━━ DATA TO USE ━━

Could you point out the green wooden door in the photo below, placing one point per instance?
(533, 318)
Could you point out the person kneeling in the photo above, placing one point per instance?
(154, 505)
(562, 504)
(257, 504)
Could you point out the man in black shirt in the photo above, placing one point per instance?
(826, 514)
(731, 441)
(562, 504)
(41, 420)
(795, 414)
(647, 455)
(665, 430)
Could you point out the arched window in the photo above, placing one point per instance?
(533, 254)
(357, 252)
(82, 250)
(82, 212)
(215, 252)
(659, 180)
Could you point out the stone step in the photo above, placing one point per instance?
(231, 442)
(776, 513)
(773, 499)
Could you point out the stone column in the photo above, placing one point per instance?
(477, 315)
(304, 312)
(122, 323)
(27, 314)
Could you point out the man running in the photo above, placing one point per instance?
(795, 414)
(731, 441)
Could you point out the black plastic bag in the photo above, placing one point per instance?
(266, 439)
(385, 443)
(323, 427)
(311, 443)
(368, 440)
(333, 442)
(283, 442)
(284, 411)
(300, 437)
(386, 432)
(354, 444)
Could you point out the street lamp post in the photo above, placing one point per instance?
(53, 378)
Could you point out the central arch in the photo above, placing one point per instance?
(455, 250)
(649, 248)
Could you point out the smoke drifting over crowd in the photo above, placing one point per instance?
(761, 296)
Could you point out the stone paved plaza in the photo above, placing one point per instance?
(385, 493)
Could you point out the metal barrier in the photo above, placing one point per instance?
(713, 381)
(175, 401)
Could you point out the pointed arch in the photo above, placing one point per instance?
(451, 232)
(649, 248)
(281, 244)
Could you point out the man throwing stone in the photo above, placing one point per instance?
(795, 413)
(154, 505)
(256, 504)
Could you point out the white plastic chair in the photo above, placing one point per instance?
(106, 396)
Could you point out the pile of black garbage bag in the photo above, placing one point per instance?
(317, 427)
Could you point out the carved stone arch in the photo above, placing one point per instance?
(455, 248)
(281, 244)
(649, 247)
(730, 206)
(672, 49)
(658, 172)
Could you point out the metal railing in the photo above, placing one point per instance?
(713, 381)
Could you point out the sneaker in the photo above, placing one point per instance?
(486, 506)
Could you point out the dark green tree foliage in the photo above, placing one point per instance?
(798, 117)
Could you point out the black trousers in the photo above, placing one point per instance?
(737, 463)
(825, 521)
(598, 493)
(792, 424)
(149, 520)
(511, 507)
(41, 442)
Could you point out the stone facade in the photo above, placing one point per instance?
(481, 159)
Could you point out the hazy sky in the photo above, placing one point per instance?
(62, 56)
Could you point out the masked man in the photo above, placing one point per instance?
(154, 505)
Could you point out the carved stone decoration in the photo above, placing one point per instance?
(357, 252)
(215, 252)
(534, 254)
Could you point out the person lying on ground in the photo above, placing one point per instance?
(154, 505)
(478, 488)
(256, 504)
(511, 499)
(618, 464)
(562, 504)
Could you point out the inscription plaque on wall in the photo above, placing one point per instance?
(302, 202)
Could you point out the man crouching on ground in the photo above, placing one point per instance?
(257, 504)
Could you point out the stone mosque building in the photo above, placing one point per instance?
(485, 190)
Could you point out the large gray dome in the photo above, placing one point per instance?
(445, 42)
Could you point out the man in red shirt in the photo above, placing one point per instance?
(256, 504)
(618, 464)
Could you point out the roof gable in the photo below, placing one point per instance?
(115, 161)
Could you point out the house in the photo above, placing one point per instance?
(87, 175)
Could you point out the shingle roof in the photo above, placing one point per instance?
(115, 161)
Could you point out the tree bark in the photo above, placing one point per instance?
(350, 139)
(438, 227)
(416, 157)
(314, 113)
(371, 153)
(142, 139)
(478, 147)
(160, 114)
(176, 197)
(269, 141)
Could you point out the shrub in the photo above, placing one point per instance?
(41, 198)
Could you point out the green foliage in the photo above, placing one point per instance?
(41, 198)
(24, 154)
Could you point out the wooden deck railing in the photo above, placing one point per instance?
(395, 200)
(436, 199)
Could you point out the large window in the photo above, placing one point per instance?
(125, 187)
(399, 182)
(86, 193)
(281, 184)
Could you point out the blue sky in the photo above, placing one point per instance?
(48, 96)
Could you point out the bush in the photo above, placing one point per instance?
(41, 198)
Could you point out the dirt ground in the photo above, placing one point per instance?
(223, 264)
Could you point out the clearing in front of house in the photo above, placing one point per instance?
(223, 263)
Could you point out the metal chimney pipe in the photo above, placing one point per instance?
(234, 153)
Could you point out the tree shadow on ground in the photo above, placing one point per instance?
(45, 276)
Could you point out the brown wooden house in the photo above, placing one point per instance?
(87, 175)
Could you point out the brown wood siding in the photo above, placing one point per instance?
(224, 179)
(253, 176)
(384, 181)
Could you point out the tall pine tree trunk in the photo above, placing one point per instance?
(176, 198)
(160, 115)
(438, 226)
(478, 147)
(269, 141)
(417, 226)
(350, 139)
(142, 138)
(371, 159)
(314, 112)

━━━

SHORT TASK ▸
Copy all of the data above word for word, with every line unchanged and in its original order.

ANSWER FOR THE TASK ▸
Could you point out the green wooden door in the photo below, placing one point per instance?
(533, 318)
Could you point out the person kneeling in the photo above, placing one point per instance?
(154, 505)
(562, 504)
(257, 504)
Could you point out the man in black shirt in the photo above, placing one point per instance?
(826, 514)
(731, 441)
(562, 504)
(41, 420)
(795, 414)
(647, 455)
(665, 430)
Could you point out the arched window in the photo above, placing one point per instance?
(533, 254)
(357, 252)
(82, 250)
(82, 212)
(215, 252)
(659, 180)
Could you point out the stone step in the photo above, placing one point per instance?
(231, 442)
(776, 513)
(773, 499)
Could you point out the stone column in the photo above, placing one point per instance?
(477, 315)
(304, 312)
(122, 323)
(27, 314)
Could you point out the man running in the photo above, placing one point per instance?
(795, 414)
(731, 441)
Could you point out the black plastic bag in the photo above, placing one point per instance?
(266, 439)
(385, 443)
(323, 427)
(311, 443)
(368, 440)
(333, 442)
(283, 442)
(284, 411)
(300, 437)
(386, 432)
(354, 444)
Could you point out the street lamp post in the photo above, placing one point per instance?
(53, 378)
Could you point out the central arch in the photo above, placing one point per instance?
(455, 250)
(649, 248)
Could you point out the smoke drifting over crowd in the photo above, placing one point per instance?
(761, 296)
Could you point out the stone paved plaza in the photo above, placing one point per instance?
(385, 493)
Could you point out the metal barrier in the photo above, placing one point per instance?
(713, 381)
(175, 401)
Could you point out the pointed arch in the photo above, placing one point per instance?
(451, 232)
(649, 248)
(281, 244)
Could you point out the man throwing stone in the photo above, placing one point per instance?
(795, 413)
(154, 505)
(256, 504)
Could you point out the white plastic chair in the photo above, placing one point per instance?
(106, 396)
Could you point out the pile of black garbage bag in the photo above, placing one point per instance?
(317, 427)
Could you point out the carved stone arch in the photo above, placing one point per instance?
(455, 248)
(281, 244)
(649, 247)
(730, 206)
(672, 49)
(658, 172)
Could you point out the metal railing in the photo above, placing one point per instance?
(713, 381)
Could you point out the sneaker in the photo above, placing one point per instance?
(486, 506)
Could you point out the dark green tree foliage in the photo above, placing one point per instance?
(798, 117)
Could you point out the black trousers in the photo above, placing one point per instance?
(737, 463)
(825, 521)
(598, 493)
(792, 424)
(149, 520)
(511, 507)
(41, 442)
Could you point out the stone facade in the photo above, placing one point per instance?
(481, 159)
Could you point out the hazy sky in the photo above, placing one point per instance?
(62, 56)
Could you point out the masked man in the photo above, placing one point per instance?
(154, 505)
Could you point out the carved stone decoration in the photo above, placing one point per instance?
(357, 252)
(215, 252)
(534, 254)
Could you point out the person lying on ground in the photo above, placing one point per instance?
(154, 505)
(478, 488)
(256, 504)
(511, 499)
(618, 464)
(562, 504)
Could you point out the inscription plaque on wall in the photo above, placing one point per instance?
(302, 202)
Could you point out the man crouching on ground in the photo above, placing one point per instance?
(257, 504)
Could you point out the stone mosque building in the photo above, placing one point per instance?
(485, 190)
Could you point out the large gray dome in the photo above, placing one point per instance?
(445, 42)
Could you point out the man in red shirt in the photo above, placing one point per instance?
(256, 504)
(618, 464)
Could you point out the roof gable in the photo below, placing one point per instance?
(115, 161)
Could you point out the house in the photo above, placing one point per instance?
(87, 175)
Could you point out the shingle roof in the photo above, placing one point per instance?
(115, 161)
Could you point out the tree bark in the photo above, placing one point per instance?
(350, 139)
(438, 227)
(416, 157)
(314, 113)
(371, 153)
(142, 139)
(478, 147)
(160, 114)
(176, 197)
(269, 141)
Could you point out the shrub in the photo above, placing one point per instance?
(41, 198)
Could you point out the green foliage in the photo above, placing one point per instance?
(41, 198)
(24, 154)
Could you point out the wooden deck railing in the photo above, placing one point per instance?
(395, 200)
(436, 199)
Could you point out the large window in the photo above, placing one point per instance?
(125, 187)
(399, 182)
(86, 193)
(281, 184)
Could you point out the blue sky in the photo above, placing one point per instance?
(48, 96)
Could you point out the bush in the photo above, placing one point per instance?
(41, 198)
Could you point out the dirt ground in the photo above, placing one point per instance?
(223, 264)
Could you point out the clearing in front of house in the photo above, placing one point per instance?
(223, 263)
Could you point out the metal chimney pipe in the photo above, placing one point per instance?
(234, 153)
Could you point out the tree shadow on ground in the photo above, placing one point per instance?
(45, 276)
Could you point out the brown wooden house in the photo above, placing one point per instance?
(87, 175)
Could you point out the brown wood siding in the photo above, placing one point per instance?
(224, 179)
(253, 176)
(384, 181)
Could you point out the tall pine tree trunk in the photo above, placing one point per instance?
(176, 198)
(160, 115)
(438, 226)
(478, 147)
(269, 141)
(417, 226)
(350, 139)
(142, 138)
(371, 159)
(314, 112)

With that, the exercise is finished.